§ **REQUIRED TASK 1**:
Return every line of the listing below that contains the string "window".

§ **TEXT BLOCK**:
## START

Bennett is no republican, despite twice turning down honours from the Queen (a CBE in 1988, and a knighthood in 1996). Not so Sue Townsend, who told The Independent newspaper in 1992, "When you hear the word 'subjects' and find out what 'to subject' yourself means, it diminishes us all." She was speaking on the publication of The Queen and I, a satirical novel that opens as an antimonarchist People's Republican Party sweeps to power and boots the royals out of Buckingham Palace. The Queen – now plain Liz Windsor – finds herself exiled to a council estate in the Midlands.
Life in "Hell Close" takes some adjusting to but adjust she does, after a fashion. Here she is, for instance, grappling with the almighty challenge that is getting herself dressed each morning: "She missed the deft fingers of her dresser fastening her brassiere. How did other women cope with those hooks and eyes? One needed to be a contortionist to bring the two together without assistance".
It's noteworthy that even a staunch antimonarchist like Townsend retains a degree of warmth in her mockery. But if such irreverence would have shocked the generation that feted Elizabeth II's coronation in 1953, it was soon to give way to something still more iconoclastic: pity.

## END

§ **REQUIRED TASK 2**:
Summarize the passage about The Queen and I in two sentences.

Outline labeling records
## START

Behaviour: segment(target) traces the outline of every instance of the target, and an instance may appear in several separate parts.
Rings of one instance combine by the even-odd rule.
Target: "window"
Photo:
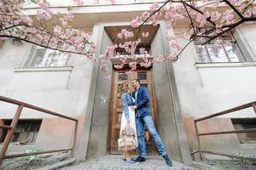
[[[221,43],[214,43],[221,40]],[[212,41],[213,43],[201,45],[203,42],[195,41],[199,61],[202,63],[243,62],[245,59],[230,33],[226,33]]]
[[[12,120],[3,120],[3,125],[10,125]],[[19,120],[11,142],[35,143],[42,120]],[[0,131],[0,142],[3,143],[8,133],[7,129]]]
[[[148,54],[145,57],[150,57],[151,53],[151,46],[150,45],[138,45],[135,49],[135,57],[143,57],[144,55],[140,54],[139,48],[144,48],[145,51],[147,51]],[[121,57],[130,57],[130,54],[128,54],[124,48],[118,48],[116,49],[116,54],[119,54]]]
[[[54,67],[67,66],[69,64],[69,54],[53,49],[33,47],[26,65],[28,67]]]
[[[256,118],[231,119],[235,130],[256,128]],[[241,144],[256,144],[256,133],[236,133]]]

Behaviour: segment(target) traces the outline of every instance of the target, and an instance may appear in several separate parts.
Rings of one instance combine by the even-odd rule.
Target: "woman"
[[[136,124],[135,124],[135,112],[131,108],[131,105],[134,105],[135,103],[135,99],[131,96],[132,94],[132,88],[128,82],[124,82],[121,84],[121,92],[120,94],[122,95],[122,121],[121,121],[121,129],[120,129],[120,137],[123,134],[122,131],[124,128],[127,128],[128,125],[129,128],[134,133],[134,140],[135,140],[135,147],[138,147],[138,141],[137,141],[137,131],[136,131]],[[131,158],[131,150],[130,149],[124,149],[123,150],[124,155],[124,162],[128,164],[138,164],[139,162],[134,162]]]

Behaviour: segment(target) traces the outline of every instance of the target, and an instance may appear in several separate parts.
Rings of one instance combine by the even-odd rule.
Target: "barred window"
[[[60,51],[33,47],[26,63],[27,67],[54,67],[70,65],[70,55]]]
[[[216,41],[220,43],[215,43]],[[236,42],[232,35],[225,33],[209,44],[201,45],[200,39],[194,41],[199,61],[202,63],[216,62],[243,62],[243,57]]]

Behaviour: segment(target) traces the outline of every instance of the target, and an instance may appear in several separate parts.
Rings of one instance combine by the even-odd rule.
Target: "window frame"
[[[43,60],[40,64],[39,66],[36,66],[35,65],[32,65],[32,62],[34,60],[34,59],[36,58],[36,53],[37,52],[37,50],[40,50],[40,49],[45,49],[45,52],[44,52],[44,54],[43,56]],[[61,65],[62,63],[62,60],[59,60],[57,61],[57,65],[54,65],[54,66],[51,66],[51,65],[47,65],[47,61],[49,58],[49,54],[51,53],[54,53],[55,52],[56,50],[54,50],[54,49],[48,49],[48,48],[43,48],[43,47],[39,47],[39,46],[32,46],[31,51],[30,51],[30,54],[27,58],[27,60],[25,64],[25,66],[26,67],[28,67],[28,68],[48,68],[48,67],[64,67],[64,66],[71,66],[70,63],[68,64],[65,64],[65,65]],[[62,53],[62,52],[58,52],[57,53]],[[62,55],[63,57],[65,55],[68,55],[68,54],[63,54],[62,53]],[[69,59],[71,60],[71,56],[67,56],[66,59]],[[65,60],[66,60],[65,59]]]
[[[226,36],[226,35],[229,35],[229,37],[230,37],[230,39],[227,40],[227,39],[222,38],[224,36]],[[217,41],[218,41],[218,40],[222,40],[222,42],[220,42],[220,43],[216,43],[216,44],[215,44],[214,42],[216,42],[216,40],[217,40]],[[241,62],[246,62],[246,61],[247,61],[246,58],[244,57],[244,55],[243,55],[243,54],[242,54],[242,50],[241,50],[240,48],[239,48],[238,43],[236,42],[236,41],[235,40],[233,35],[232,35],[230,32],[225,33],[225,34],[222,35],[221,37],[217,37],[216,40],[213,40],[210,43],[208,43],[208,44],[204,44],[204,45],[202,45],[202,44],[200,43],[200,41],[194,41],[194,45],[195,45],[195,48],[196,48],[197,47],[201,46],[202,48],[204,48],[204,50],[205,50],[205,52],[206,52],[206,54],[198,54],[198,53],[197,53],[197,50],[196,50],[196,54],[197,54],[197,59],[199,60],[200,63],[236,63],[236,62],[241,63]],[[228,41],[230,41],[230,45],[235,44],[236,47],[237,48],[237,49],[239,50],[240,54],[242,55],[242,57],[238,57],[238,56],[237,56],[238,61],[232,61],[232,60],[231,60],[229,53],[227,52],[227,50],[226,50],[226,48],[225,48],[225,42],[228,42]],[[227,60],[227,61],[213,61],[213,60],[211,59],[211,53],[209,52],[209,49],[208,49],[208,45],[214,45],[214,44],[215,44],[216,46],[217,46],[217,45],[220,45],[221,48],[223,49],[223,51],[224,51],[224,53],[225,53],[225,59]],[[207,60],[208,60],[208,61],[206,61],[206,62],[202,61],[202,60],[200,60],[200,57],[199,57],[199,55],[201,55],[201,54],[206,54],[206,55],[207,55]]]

## END

§ **TASK SOLUTION 1**:
Target: "window"
Target: "barred window"
Target: "window frame"

§ **TASK SOLUTION 2**:
Sue Townsend's satirical novel The Queen and I opens with an antimonarchist People's Republican Party sweeping to power and exiling the Queen, now plain Liz Windsor, to a council estate in the Midlands. Even as a staunch antimonarchist, Townsend keeps a degree of warmth in her mockery, and such irreverence was soon to give way to pity.